*** Data for this exercise ***

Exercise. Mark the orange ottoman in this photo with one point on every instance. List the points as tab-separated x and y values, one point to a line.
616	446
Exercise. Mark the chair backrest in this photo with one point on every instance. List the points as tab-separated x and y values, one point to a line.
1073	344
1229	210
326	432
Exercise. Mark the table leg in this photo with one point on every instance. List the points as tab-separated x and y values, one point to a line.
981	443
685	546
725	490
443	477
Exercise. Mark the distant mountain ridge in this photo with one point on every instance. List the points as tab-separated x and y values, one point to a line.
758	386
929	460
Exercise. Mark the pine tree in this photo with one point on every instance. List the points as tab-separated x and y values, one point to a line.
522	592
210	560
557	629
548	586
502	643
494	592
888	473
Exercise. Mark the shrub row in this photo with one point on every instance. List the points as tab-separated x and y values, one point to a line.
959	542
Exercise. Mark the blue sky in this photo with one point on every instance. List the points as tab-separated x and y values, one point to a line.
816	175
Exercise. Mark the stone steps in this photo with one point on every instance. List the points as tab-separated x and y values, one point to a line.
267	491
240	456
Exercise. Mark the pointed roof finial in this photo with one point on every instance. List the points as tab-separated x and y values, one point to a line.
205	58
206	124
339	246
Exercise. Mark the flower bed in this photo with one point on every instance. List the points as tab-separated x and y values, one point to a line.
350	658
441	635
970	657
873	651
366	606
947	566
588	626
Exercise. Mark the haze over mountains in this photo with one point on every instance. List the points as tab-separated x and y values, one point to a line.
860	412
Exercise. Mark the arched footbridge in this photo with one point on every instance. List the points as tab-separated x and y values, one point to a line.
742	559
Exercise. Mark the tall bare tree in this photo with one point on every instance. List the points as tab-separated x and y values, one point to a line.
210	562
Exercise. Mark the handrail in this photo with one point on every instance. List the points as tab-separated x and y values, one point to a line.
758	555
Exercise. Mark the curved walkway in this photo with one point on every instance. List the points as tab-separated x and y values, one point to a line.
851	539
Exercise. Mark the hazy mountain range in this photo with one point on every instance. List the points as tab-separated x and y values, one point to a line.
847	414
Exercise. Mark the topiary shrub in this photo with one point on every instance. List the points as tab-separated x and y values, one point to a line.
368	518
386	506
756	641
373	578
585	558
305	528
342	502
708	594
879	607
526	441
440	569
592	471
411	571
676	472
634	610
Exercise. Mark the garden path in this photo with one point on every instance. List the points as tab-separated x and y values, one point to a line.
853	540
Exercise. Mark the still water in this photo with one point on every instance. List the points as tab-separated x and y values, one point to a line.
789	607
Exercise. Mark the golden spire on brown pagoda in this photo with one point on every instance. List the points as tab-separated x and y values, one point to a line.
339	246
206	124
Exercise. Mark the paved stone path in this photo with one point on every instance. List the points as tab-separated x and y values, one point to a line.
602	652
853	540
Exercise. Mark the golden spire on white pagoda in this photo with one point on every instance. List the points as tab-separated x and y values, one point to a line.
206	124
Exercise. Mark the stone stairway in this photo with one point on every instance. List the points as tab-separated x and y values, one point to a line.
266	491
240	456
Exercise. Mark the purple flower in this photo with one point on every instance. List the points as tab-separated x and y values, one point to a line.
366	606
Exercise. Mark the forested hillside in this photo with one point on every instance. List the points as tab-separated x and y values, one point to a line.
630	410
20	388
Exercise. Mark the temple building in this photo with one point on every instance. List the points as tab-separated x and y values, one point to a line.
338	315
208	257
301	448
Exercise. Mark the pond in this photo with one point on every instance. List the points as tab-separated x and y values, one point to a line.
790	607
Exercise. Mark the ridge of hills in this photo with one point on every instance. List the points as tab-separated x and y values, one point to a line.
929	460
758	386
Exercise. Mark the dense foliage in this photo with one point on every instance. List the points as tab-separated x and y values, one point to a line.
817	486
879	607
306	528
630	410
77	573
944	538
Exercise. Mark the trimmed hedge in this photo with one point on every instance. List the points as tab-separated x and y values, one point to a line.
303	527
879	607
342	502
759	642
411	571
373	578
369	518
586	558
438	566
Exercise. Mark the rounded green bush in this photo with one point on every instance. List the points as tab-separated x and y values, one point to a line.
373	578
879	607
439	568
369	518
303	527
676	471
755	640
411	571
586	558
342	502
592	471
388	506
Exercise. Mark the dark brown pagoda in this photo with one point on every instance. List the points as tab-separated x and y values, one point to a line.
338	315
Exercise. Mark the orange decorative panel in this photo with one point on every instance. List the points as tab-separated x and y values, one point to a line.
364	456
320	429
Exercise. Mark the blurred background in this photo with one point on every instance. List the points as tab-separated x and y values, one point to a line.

***
*** Data for this exercise ***

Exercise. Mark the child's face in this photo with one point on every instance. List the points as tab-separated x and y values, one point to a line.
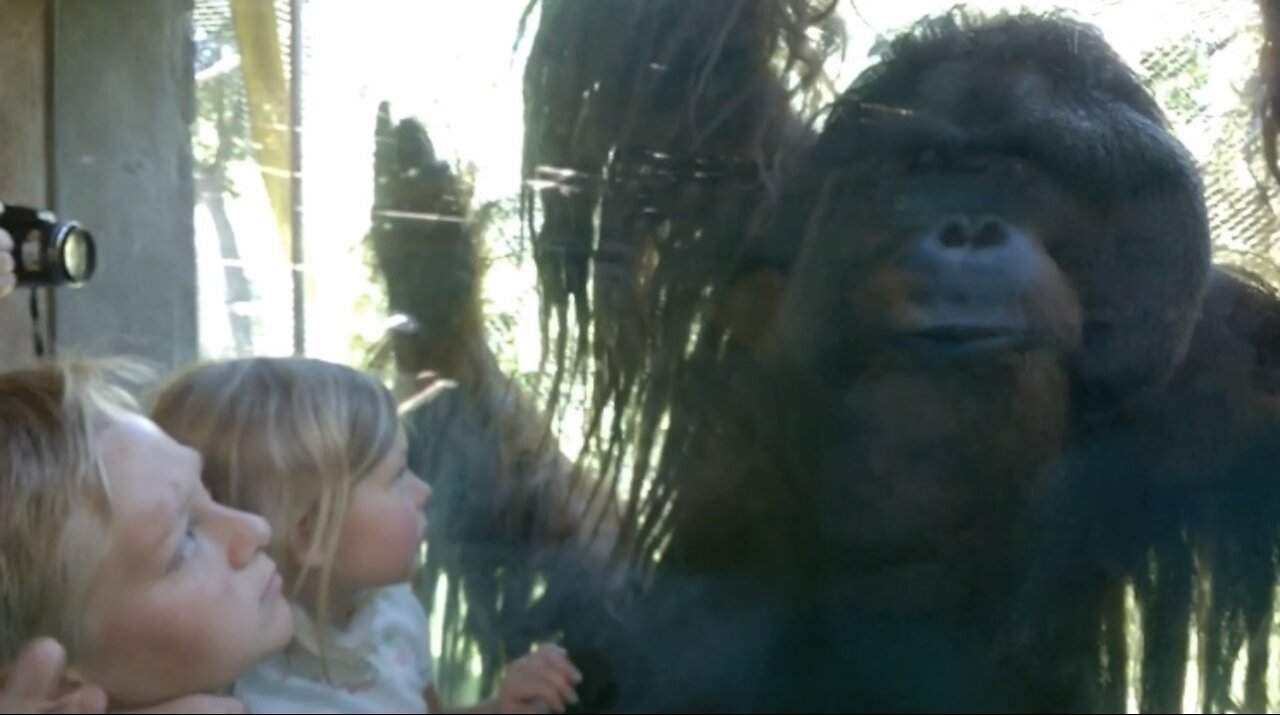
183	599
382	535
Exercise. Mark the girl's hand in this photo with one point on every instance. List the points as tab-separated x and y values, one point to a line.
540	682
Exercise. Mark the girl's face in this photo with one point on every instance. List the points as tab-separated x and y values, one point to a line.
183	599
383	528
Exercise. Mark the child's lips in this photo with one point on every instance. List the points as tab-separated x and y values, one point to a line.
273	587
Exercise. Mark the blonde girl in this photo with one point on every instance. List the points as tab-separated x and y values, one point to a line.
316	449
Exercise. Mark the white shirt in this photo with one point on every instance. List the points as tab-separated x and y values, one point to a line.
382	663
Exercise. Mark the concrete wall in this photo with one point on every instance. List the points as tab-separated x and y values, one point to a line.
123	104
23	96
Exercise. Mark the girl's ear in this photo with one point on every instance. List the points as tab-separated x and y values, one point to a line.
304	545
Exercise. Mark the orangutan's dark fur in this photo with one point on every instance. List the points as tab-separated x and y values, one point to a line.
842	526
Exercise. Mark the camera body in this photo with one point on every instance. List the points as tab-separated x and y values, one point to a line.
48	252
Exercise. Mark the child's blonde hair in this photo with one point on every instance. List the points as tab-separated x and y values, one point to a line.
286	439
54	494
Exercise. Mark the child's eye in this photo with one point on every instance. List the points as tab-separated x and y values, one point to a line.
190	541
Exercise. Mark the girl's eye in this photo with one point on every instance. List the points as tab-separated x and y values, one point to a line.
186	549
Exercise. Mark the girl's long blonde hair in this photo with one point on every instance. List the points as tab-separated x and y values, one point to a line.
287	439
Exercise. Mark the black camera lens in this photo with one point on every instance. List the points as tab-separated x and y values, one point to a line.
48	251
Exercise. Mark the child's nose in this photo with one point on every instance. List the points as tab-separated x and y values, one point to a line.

***

Directive => Go through the listing above and copy out each line that contains the word "tree" without changing it.

Expected answer =>
Exercise. Mark the pine tree in this photo with one point on every instance. List the points as tab-separated x and y values, one point to a line.
Exercise. Mark the tall bare tree in this photo with one point on every instance. List the points as tab-separated x and y values, one point to a line.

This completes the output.